** START OF Data for the task **

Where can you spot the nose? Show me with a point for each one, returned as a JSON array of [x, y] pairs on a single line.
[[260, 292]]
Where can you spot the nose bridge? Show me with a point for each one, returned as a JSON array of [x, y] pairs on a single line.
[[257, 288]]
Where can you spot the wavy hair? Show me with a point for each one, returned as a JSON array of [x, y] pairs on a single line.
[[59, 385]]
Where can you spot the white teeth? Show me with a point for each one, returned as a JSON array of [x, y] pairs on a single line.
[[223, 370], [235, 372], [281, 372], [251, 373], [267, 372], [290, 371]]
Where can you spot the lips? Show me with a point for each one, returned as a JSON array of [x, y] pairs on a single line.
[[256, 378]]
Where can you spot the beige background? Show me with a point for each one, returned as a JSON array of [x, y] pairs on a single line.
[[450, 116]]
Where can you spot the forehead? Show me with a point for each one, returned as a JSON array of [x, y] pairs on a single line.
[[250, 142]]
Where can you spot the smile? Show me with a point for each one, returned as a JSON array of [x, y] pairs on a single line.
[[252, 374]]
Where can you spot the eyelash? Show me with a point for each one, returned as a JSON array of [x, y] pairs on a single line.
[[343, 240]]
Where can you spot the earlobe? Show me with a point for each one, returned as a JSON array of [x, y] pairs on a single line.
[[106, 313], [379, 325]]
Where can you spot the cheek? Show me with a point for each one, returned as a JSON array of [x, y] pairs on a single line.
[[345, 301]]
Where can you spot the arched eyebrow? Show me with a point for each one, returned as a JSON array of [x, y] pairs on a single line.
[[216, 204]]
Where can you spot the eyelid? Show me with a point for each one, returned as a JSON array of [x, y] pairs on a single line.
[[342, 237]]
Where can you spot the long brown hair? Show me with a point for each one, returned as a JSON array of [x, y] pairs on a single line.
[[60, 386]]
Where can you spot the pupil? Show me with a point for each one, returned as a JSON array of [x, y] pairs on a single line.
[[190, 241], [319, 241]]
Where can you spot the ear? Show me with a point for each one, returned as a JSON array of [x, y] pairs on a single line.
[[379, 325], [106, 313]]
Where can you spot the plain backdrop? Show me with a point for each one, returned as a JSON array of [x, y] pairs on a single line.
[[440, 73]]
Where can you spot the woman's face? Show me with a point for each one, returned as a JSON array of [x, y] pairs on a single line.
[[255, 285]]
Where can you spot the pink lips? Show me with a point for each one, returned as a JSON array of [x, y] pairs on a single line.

** END OF Data for the task **
** START OF Data for the task **

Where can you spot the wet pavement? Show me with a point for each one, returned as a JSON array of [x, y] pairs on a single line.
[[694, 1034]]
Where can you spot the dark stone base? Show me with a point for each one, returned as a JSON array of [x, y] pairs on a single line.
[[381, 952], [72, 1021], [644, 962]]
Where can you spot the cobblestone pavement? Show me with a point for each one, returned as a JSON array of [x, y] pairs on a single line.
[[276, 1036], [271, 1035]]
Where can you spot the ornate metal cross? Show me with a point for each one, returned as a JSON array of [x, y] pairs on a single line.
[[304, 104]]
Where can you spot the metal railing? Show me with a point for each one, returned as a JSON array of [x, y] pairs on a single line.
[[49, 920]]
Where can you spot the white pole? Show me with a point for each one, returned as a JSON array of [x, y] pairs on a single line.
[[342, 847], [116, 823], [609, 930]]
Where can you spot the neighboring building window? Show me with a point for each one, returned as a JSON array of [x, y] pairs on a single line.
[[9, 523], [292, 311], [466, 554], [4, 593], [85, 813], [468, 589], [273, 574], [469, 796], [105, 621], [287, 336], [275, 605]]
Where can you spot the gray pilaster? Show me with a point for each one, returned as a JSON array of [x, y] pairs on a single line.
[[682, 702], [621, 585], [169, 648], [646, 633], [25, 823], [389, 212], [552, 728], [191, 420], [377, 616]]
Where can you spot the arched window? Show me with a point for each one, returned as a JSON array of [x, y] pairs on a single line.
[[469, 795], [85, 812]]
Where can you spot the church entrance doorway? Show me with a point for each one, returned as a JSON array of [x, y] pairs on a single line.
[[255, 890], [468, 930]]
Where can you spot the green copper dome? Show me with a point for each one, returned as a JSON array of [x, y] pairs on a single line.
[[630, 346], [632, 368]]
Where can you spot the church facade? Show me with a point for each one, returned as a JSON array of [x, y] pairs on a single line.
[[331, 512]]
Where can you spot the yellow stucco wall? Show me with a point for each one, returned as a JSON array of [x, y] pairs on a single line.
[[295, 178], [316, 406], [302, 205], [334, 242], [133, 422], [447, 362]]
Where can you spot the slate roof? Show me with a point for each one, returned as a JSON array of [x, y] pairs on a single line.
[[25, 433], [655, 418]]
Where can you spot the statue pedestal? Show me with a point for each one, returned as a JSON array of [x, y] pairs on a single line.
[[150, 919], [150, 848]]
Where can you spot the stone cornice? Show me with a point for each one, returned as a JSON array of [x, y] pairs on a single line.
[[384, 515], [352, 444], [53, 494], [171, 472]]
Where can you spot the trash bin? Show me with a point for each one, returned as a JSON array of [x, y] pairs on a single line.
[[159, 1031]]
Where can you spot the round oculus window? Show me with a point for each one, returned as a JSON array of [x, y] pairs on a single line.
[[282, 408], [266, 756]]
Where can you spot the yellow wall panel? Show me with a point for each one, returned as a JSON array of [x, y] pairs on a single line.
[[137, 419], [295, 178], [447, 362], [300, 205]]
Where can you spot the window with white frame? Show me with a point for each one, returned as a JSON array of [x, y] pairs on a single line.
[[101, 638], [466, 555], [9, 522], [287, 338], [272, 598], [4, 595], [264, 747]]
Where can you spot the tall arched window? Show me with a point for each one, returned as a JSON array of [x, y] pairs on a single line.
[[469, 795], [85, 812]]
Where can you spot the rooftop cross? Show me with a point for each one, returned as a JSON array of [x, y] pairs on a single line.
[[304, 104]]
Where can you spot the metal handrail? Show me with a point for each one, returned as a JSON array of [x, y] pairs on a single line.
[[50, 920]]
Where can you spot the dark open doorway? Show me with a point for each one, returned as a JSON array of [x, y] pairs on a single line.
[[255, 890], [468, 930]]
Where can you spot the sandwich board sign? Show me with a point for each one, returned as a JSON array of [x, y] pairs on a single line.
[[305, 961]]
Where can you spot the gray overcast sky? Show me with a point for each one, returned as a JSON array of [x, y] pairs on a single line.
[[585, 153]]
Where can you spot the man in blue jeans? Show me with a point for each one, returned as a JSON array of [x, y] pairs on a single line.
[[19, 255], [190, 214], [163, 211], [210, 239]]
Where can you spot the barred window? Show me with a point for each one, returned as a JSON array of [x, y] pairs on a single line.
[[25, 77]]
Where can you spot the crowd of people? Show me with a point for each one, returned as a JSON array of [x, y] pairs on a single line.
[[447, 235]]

** END OF Data for the task **

* [The problem]:
Rewrite the records from the line with "Where can you spot the yellow stucco" to the line with "[[150, 919], [150, 848]]", swapping "slate roof" for "tile roof" and leaving everything else as it stands.

* [Solved exercise]:
Where can you spot the yellow stucco wall? Show me with a point for each one, returned as a JSON array of [x, y] pairs on a single line.
[[295, 178], [316, 406], [302, 205], [334, 242], [133, 422], [447, 362]]
Where can you spot the tile roof? Show me with a point for each one, returned as a JSON array of [x, y] pairs on a single line.
[[25, 433], [655, 418]]
Where can you spot the statue pedestal? Show me with a point for each one, returned as a JSON array of [x, y] pairs on a single line.
[[150, 919], [150, 848]]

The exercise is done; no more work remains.